Aim of the exercise:
Rewrite the lines from the first one up to and including the line with "POLYGON ((233 603, 240", replacing "cricket shoe" with "cricket boot" and changing nothing else.

Extracted information:
---------------

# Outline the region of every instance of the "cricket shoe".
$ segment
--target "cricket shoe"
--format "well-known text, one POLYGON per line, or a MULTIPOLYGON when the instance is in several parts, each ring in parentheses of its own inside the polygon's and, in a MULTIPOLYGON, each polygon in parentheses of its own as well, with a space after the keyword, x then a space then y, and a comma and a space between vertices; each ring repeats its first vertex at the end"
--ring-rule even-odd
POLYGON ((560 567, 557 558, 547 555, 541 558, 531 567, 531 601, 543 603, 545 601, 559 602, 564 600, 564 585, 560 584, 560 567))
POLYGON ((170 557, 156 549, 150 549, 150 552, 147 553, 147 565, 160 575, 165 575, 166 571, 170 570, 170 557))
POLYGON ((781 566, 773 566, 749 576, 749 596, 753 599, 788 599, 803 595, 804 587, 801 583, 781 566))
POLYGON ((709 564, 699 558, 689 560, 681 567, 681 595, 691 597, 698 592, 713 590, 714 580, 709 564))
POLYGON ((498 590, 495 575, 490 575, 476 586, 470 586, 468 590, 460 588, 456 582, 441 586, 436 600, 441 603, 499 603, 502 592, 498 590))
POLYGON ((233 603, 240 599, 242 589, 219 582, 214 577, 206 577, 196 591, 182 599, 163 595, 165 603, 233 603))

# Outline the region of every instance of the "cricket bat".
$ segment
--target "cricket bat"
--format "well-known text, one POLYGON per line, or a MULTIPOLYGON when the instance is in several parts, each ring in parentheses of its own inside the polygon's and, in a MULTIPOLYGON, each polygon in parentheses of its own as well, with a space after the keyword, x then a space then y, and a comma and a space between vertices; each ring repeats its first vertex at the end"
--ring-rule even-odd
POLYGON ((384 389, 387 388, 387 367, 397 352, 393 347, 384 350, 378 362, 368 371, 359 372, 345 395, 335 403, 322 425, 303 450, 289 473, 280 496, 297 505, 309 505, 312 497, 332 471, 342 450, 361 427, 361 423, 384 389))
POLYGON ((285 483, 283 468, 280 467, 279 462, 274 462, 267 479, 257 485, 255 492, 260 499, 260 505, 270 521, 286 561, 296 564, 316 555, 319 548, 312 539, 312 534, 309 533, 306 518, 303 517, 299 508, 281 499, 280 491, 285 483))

---------------

Response to this exercise:
# Outline the region of every instance of the "cricket boot".
$ segment
--target "cricket boot"
--format "well-known text, one POLYGON per line, or a MULTIPOLYGON when the instance is in several parts, each ring in parentheses of its own inside the polygon's and, in a MULTIPOLYGON, each polygon in parentheses of its own as well, with a space after the keyword, x then a space then y, and a comma and a space between vertices; each ring repeats its first vertex at the end"
--ring-rule even-odd
POLYGON ((560 567, 557 558, 547 555, 541 558, 531 567, 531 601, 543 603, 545 601, 559 602, 564 600, 564 585, 560 584, 560 567))
POLYGON ((170 557, 156 549, 150 549, 150 552, 147 553, 147 565, 160 575, 165 575, 166 571, 170 570, 170 557))
POLYGON ((781 566, 773 566, 749 576, 749 596, 753 599, 788 599, 803 595, 804 587, 801 583, 781 566))
POLYGON ((709 564, 699 558, 689 560, 681 567, 681 595, 691 597, 698 592, 713 590, 714 580, 709 564))
POLYGON ((498 590, 495 575, 490 575, 476 586, 470 586, 468 590, 460 588, 456 582, 441 586, 436 600, 441 603, 499 603, 502 592, 498 590))
POLYGON ((233 603, 240 599, 242 589, 219 582, 214 577, 206 577, 196 591, 182 599, 163 595, 165 603, 233 603))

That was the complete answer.